Image region outline entries
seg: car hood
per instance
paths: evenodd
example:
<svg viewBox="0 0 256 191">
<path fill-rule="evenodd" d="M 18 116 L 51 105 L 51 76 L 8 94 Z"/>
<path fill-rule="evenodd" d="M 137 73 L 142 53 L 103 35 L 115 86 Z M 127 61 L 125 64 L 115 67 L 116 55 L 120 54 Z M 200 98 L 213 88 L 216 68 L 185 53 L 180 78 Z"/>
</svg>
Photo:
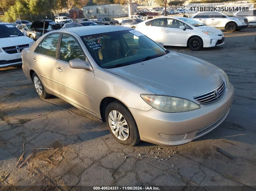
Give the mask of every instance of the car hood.
<svg viewBox="0 0 256 191">
<path fill-rule="evenodd" d="M 0 47 L 29 44 L 33 41 L 30 38 L 25 36 L 3 38 L 0 38 Z"/>
<path fill-rule="evenodd" d="M 31 29 L 43 28 L 44 26 L 44 21 L 34 21 L 32 23 L 30 28 Z M 48 28 L 49 24 L 48 22 L 46 21 L 45 21 L 45 23 L 44 24 L 44 28 L 45 29 L 47 29 Z"/>
<path fill-rule="evenodd" d="M 221 30 L 217 28 L 208 26 L 208 25 L 205 25 L 205 26 L 200 26 L 200 27 L 195 27 L 196 28 L 199 29 L 200 30 L 209 30 L 213 32 L 218 32 L 221 31 Z"/>
<path fill-rule="evenodd" d="M 191 100 L 194 96 L 216 88 L 224 79 L 216 66 L 172 52 L 142 63 L 105 69 L 156 94 Z"/>
</svg>

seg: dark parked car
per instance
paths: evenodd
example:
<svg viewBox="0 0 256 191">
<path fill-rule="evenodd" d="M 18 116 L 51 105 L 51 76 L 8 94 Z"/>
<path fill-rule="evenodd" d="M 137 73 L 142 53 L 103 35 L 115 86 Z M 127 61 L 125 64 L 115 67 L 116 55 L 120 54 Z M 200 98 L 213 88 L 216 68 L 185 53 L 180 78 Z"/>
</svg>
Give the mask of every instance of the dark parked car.
<svg viewBox="0 0 256 191">
<path fill-rule="evenodd" d="M 133 29 L 136 28 L 137 24 L 143 22 L 144 21 L 140 19 L 126 19 L 122 21 L 119 24 L 125 27 L 128 27 Z"/>
<path fill-rule="evenodd" d="M 43 35 L 43 33 L 45 34 L 50 31 L 58 30 L 61 28 L 60 24 L 55 23 L 52 20 L 36 21 L 31 24 L 22 24 L 19 25 L 21 26 L 20 27 L 19 25 L 17 28 L 19 29 L 19 27 L 21 28 L 23 32 L 24 30 L 26 30 L 27 36 L 34 40 L 39 38 Z"/>
<path fill-rule="evenodd" d="M 99 17 L 97 20 L 95 22 L 98 24 L 105 25 L 114 25 L 119 24 L 119 22 L 118 21 L 113 20 L 112 19 L 107 17 Z"/>
<path fill-rule="evenodd" d="M 61 25 L 62 27 L 63 27 L 65 24 L 67 23 L 71 23 L 72 22 L 70 21 L 60 21 L 58 23 L 59 24 Z"/>
<path fill-rule="evenodd" d="M 76 21 L 78 22 L 81 22 L 83 21 L 89 21 L 90 20 L 87 18 L 83 18 L 81 19 L 77 19 Z"/>
<path fill-rule="evenodd" d="M 70 24 L 67 24 L 64 25 L 62 28 L 72 28 L 73 27 L 83 27 L 84 26 L 91 26 L 93 25 L 99 25 L 97 23 L 91 21 L 84 21 L 81 22 L 77 22 L 72 23 Z"/>
</svg>

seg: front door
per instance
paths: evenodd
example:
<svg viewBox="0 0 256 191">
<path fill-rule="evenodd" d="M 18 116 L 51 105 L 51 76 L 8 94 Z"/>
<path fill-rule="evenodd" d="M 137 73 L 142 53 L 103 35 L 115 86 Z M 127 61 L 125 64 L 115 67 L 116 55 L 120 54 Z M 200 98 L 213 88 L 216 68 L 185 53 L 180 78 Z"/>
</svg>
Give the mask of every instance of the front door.
<svg viewBox="0 0 256 191">
<path fill-rule="evenodd" d="M 179 28 L 180 26 L 184 25 L 184 24 L 178 20 L 167 18 L 166 27 L 165 28 L 164 44 L 185 44 L 187 30 Z"/>
<path fill-rule="evenodd" d="M 59 56 L 55 70 L 57 72 L 61 97 L 77 107 L 95 114 L 95 111 L 92 109 L 94 85 L 93 71 L 71 68 L 69 64 L 71 60 L 86 60 L 79 43 L 74 37 L 63 34 L 59 46 Z"/>
<path fill-rule="evenodd" d="M 44 86 L 58 95 L 60 92 L 57 81 L 55 64 L 57 44 L 60 35 L 53 34 L 46 37 L 32 54 L 31 60 Z"/>
</svg>

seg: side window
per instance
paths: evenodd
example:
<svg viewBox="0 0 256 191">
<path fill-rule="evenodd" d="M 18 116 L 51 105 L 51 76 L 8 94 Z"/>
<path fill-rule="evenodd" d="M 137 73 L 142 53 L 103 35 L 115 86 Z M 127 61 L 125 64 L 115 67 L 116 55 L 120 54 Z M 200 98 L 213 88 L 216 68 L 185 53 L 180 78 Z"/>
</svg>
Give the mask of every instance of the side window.
<svg viewBox="0 0 256 191">
<path fill-rule="evenodd" d="M 151 23 L 151 26 L 155 27 L 165 27 L 165 18 L 162 18 L 157 19 L 152 21 Z"/>
<path fill-rule="evenodd" d="M 55 58 L 56 47 L 59 36 L 59 34 L 53 34 L 45 37 L 41 44 L 40 53 L 46 56 Z"/>
<path fill-rule="evenodd" d="M 200 17 L 201 16 L 201 15 L 202 15 L 202 13 L 198 13 L 197 14 L 195 15 L 194 16 L 194 17 L 193 17 L 193 18 L 200 18 Z"/>
<path fill-rule="evenodd" d="M 72 28 L 75 27 L 75 24 L 69 24 L 66 28 Z"/>
<path fill-rule="evenodd" d="M 85 61 L 82 50 L 74 38 L 68 35 L 62 35 L 60 59 L 68 62 L 71 60 L 77 59 Z"/>
<path fill-rule="evenodd" d="M 221 13 L 217 12 L 213 12 L 211 13 L 211 18 L 223 18 L 224 16 Z"/>
</svg>

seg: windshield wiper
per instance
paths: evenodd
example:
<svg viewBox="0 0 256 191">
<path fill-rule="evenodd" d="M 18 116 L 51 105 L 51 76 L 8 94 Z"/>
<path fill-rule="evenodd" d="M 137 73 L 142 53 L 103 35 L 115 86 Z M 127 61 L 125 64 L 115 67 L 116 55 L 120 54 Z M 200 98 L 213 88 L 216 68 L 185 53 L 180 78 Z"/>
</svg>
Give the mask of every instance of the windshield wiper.
<svg viewBox="0 0 256 191">
<path fill-rule="evenodd" d="M 106 69 L 109 69 L 111 68 L 118 68 L 118 67 L 120 67 L 121 66 L 127 66 L 128 65 L 130 65 L 130 64 L 125 64 L 125 63 L 118 64 L 113 66 L 111 66 L 108 67 L 107 67 L 104 68 Z"/>
</svg>

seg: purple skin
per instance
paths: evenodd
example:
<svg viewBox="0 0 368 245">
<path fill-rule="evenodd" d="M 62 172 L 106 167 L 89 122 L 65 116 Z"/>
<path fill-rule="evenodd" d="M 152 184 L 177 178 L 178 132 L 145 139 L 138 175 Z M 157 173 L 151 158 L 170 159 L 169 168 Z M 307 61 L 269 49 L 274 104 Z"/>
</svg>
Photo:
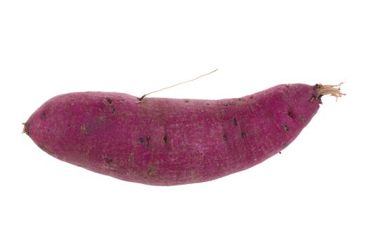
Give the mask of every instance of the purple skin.
<svg viewBox="0 0 368 245">
<path fill-rule="evenodd" d="M 317 113 L 315 86 L 280 85 L 221 100 L 75 92 L 25 124 L 42 150 L 127 181 L 172 186 L 248 169 L 280 152 Z"/>
</svg>

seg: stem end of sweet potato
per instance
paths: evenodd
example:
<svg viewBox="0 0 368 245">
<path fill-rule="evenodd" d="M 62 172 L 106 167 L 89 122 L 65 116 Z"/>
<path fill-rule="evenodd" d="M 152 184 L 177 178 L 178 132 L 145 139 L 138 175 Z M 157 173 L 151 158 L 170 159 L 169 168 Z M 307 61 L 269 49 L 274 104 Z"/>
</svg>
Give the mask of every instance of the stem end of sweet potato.
<svg viewBox="0 0 368 245">
<path fill-rule="evenodd" d="M 340 87 L 343 83 L 340 83 L 339 84 L 335 85 L 324 85 L 322 84 L 316 84 L 314 85 L 315 96 L 313 96 L 313 98 L 312 99 L 318 99 L 320 102 L 320 104 L 322 104 L 321 97 L 323 95 L 330 95 L 334 96 L 336 97 L 336 100 L 337 101 L 339 97 L 341 97 L 343 95 L 346 95 L 346 94 L 341 92 L 340 90 Z"/>
</svg>

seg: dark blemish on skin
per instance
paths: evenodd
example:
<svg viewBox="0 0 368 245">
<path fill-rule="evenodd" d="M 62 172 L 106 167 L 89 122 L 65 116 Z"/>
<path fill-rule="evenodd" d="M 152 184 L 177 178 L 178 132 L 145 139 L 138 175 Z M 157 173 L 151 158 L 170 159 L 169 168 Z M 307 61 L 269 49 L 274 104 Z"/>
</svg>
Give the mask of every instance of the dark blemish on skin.
<svg viewBox="0 0 368 245">
<path fill-rule="evenodd" d="M 282 128 L 284 129 L 285 132 L 289 132 L 289 127 L 287 127 L 285 123 L 282 124 Z"/>
<path fill-rule="evenodd" d="M 26 134 L 27 135 L 29 135 L 29 125 L 27 122 L 23 122 L 23 134 Z"/>
<path fill-rule="evenodd" d="M 238 121 L 236 120 L 236 118 L 233 118 L 233 123 L 234 124 L 234 125 L 238 126 Z"/>
<path fill-rule="evenodd" d="M 149 136 L 146 137 L 146 148 L 150 148 L 151 147 L 151 146 L 149 145 L 149 140 L 150 139 L 151 139 L 151 137 Z"/>
<path fill-rule="evenodd" d="M 113 99 L 111 98 L 105 98 L 105 102 L 106 103 L 107 103 L 108 104 L 112 104 L 112 102 L 113 102 Z"/>
<path fill-rule="evenodd" d="M 157 172 L 157 169 L 154 166 L 149 166 L 147 170 L 147 175 L 149 177 L 152 176 L 154 174 L 156 174 Z"/>
<path fill-rule="evenodd" d="M 112 163 L 112 159 L 110 158 L 104 158 L 104 162 L 106 163 L 108 163 L 108 164 L 110 164 L 110 163 Z"/>
<path fill-rule="evenodd" d="M 53 152 L 51 152 L 51 150 L 48 150 L 46 146 L 43 146 L 43 145 L 41 145 L 41 144 L 38 144 L 37 146 L 42 149 L 42 150 L 43 150 L 44 152 L 46 152 L 46 153 L 49 154 L 49 155 L 54 155 L 54 153 Z"/>
<path fill-rule="evenodd" d="M 86 126 L 85 124 L 81 126 L 81 134 L 87 134 L 87 127 Z"/>
<path fill-rule="evenodd" d="M 163 136 L 163 141 L 165 141 L 165 143 L 168 143 L 168 141 L 169 140 L 169 138 L 168 137 L 167 135 L 165 135 Z"/>
</svg>

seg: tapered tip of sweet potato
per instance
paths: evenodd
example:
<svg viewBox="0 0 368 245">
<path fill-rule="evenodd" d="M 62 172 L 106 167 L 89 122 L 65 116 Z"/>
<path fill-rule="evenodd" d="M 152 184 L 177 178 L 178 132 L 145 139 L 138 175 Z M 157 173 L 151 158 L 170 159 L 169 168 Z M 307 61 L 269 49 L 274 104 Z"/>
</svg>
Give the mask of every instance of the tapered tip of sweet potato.
<svg viewBox="0 0 368 245">
<path fill-rule="evenodd" d="M 26 134 L 27 135 L 29 135 L 29 127 L 28 127 L 28 126 L 29 126 L 28 123 L 23 122 L 22 125 L 23 125 L 22 134 Z"/>
<path fill-rule="evenodd" d="M 340 87 L 343 83 L 340 83 L 336 85 L 324 85 L 322 84 L 316 84 L 313 86 L 315 94 L 313 94 L 312 100 L 318 99 L 320 102 L 320 104 L 322 104 L 321 97 L 323 95 L 334 96 L 336 100 L 337 98 L 341 97 L 343 95 L 346 95 L 346 94 L 344 94 L 340 91 Z"/>
</svg>

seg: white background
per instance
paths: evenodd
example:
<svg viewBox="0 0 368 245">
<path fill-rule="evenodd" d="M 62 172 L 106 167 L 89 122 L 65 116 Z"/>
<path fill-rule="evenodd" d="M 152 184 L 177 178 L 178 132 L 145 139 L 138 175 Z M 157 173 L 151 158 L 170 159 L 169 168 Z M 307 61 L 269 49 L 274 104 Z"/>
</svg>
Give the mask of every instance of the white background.
<svg viewBox="0 0 368 245">
<path fill-rule="evenodd" d="M 128 2 L 128 1 L 125 1 Z M 364 1 L 1 1 L 0 244 L 367 244 Z M 238 97 L 345 81 L 282 154 L 216 181 L 132 183 L 22 134 L 75 91 Z"/>
</svg>

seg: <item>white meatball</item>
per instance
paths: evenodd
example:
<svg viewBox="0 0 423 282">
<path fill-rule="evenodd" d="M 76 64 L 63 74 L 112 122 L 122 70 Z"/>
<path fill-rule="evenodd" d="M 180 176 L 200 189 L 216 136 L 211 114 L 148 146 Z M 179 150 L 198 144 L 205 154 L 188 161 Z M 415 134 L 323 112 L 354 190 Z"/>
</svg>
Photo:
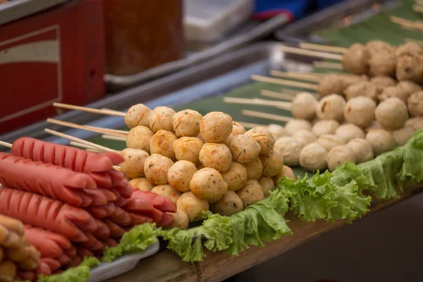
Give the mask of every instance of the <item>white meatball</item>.
<svg viewBox="0 0 423 282">
<path fill-rule="evenodd" d="M 334 147 L 329 151 L 326 156 L 326 162 L 331 171 L 333 171 L 335 168 L 342 166 L 346 161 L 352 164 L 357 162 L 355 154 L 347 145 Z"/>
<path fill-rule="evenodd" d="M 335 131 L 335 135 L 349 142 L 354 138 L 364 138 L 366 135 L 362 129 L 352 123 L 343 124 Z"/>
<path fill-rule="evenodd" d="M 203 145 L 198 137 L 181 137 L 173 142 L 175 157 L 179 161 L 185 160 L 197 164 L 200 151 Z"/>
<path fill-rule="evenodd" d="M 316 136 L 321 136 L 325 134 L 334 134 L 339 127 L 339 123 L 334 119 L 323 119 L 317 121 L 313 125 L 312 132 Z"/>
<path fill-rule="evenodd" d="M 221 143 L 232 133 L 231 116 L 221 111 L 212 111 L 203 116 L 200 131 L 207 142 Z"/>
<path fill-rule="evenodd" d="M 292 137 L 283 137 L 275 142 L 275 151 L 282 153 L 285 164 L 296 166 L 300 164 L 300 153 L 302 147 Z"/>
<path fill-rule="evenodd" d="M 323 171 L 327 167 L 326 157 L 328 152 L 317 143 L 310 143 L 301 150 L 300 165 L 312 171 Z"/>
<path fill-rule="evenodd" d="M 173 165 L 173 162 L 169 158 L 153 154 L 144 163 L 145 178 L 155 185 L 167 184 L 168 172 Z"/>
<path fill-rule="evenodd" d="M 190 190 L 190 182 L 197 172 L 195 165 L 188 161 L 178 161 L 168 171 L 168 182 L 180 192 Z"/>
<path fill-rule="evenodd" d="M 278 124 L 271 123 L 267 125 L 267 129 L 271 133 L 275 140 L 281 138 L 281 137 L 290 136 L 290 134 L 288 132 L 285 128 Z"/>
<path fill-rule="evenodd" d="M 298 130 L 293 135 L 293 138 L 300 143 L 301 147 L 312 143 L 317 139 L 312 132 L 305 130 Z"/>
<path fill-rule="evenodd" d="M 364 163 L 364 161 L 373 159 L 374 157 L 372 146 L 365 139 L 352 139 L 347 143 L 347 146 L 355 154 L 357 164 Z"/>
<path fill-rule="evenodd" d="M 177 139 L 178 137 L 173 132 L 160 129 L 150 139 L 149 147 L 151 154 L 159 154 L 175 160 L 173 142 Z"/>
<path fill-rule="evenodd" d="M 348 122 L 364 128 L 372 125 L 375 110 L 374 100 L 360 96 L 348 100 L 344 108 L 344 116 Z"/>
<path fill-rule="evenodd" d="M 126 147 L 140 149 L 149 154 L 149 142 L 154 135 L 151 129 L 146 126 L 135 126 L 129 130 L 126 137 Z"/>
<path fill-rule="evenodd" d="M 149 127 L 157 133 L 161 129 L 173 131 L 172 118 L 175 111 L 168 106 L 157 106 L 154 108 L 149 117 Z"/>
<path fill-rule="evenodd" d="M 316 143 L 329 152 L 334 147 L 345 144 L 345 140 L 334 134 L 325 134 L 317 138 Z"/>
<path fill-rule="evenodd" d="M 143 104 L 133 105 L 125 115 L 125 124 L 130 128 L 135 126 L 149 126 L 152 110 Z"/>
<path fill-rule="evenodd" d="M 172 126 L 178 137 L 195 137 L 200 133 L 200 123 L 202 116 L 197 111 L 183 110 L 173 115 Z"/>
<path fill-rule="evenodd" d="M 408 111 L 412 116 L 423 116 L 423 91 L 415 92 L 408 98 Z"/>
<path fill-rule="evenodd" d="M 404 126 L 400 129 L 392 130 L 391 132 L 397 146 L 404 145 L 407 141 L 412 136 L 414 130 L 412 128 Z"/>
<path fill-rule="evenodd" d="M 408 111 L 407 106 L 400 99 L 388 98 L 377 106 L 374 116 L 383 127 L 398 129 L 404 126 L 408 119 Z"/>
<path fill-rule="evenodd" d="M 205 167 L 226 171 L 232 163 L 232 153 L 224 144 L 206 143 L 201 148 L 198 159 Z"/>
<path fill-rule="evenodd" d="M 318 104 L 317 99 L 311 93 L 298 93 L 290 108 L 293 116 L 311 121 L 316 117 L 316 107 Z"/>
<path fill-rule="evenodd" d="M 291 135 L 302 129 L 306 130 L 312 130 L 312 123 L 305 119 L 291 119 L 285 125 L 285 129 Z"/>
<path fill-rule="evenodd" d="M 369 130 L 366 135 L 366 140 L 372 146 L 372 149 L 375 156 L 391 151 L 396 145 L 392 134 L 384 129 Z"/>
<path fill-rule="evenodd" d="M 343 109 L 345 99 L 337 94 L 325 96 L 319 102 L 316 108 L 316 115 L 320 119 L 334 119 L 343 121 Z"/>
<path fill-rule="evenodd" d="M 246 135 L 251 136 L 259 143 L 260 154 L 269 154 L 274 149 L 275 139 L 269 129 L 265 127 L 257 127 L 250 129 L 245 133 Z"/>
</svg>

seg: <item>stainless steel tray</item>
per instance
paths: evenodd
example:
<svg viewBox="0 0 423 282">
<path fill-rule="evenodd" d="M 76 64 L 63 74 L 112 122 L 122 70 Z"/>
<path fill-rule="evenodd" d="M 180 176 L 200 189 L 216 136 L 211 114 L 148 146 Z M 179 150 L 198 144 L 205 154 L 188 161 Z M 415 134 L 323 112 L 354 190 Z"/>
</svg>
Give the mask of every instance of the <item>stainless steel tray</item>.
<svg viewBox="0 0 423 282">
<path fill-rule="evenodd" d="M 298 43 L 314 42 L 324 43 L 319 37 L 311 33 L 333 25 L 352 25 L 386 9 L 398 5 L 399 0 L 347 0 L 331 7 L 304 18 L 286 27 L 275 32 L 278 40 Z"/>
<path fill-rule="evenodd" d="M 240 48 L 255 40 L 271 34 L 276 28 L 287 24 L 289 18 L 285 15 L 278 16 L 265 23 L 256 25 L 248 31 L 243 29 L 243 33 L 235 33 L 233 37 L 226 38 L 214 47 L 205 47 L 205 50 L 189 51 L 187 56 L 178 61 L 167 63 L 131 75 L 114 75 L 106 74 L 104 80 L 110 90 L 116 90 L 139 85 L 141 82 L 164 76 L 177 70 L 195 66 L 198 63 L 216 58 L 221 54 Z"/>
<path fill-rule="evenodd" d="M 280 51 L 279 46 L 281 43 L 276 42 L 256 44 L 145 85 L 130 88 L 87 106 L 120 111 L 125 111 L 137 103 L 144 103 L 150 108 L 157 106 L 177 106 L 228 92 L 250 82 L 251 75 L 267 75 L 270 69 L 311 71 L 312 63 L 316 58 L 284 54 Z M 157 97 L 158 96 L 159 97 Z M 121 117 L 104 116 L 75 111 L 56 118 L 109 128 L 120 128 L 125 125 Z M 87 131 L 68 130 L 68 128 L 41 122 L 0 136 L 0 140 L 13 142 L 22 136 L 32 136 L 61 144 L 68 143 L 66 140 L 44 133 L 44 129 L 46 128 L 65 132 L 82 139 L 89 139 L 96 135 L 95 133 Z"/>
<path fill-rule="evenodd" d="M 13 0 L 0 4 L 0 25 L 51 8 L 68 0 Z"/>
</svg>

> [What the task asks]:
Gather every line of the entries above that contains the string "stem", treating uppercase and lowercase as different.

> [Response to the exercise]:
seg: stem end of sweet potato
Give the mask of every instance of the stem end of sweet potato.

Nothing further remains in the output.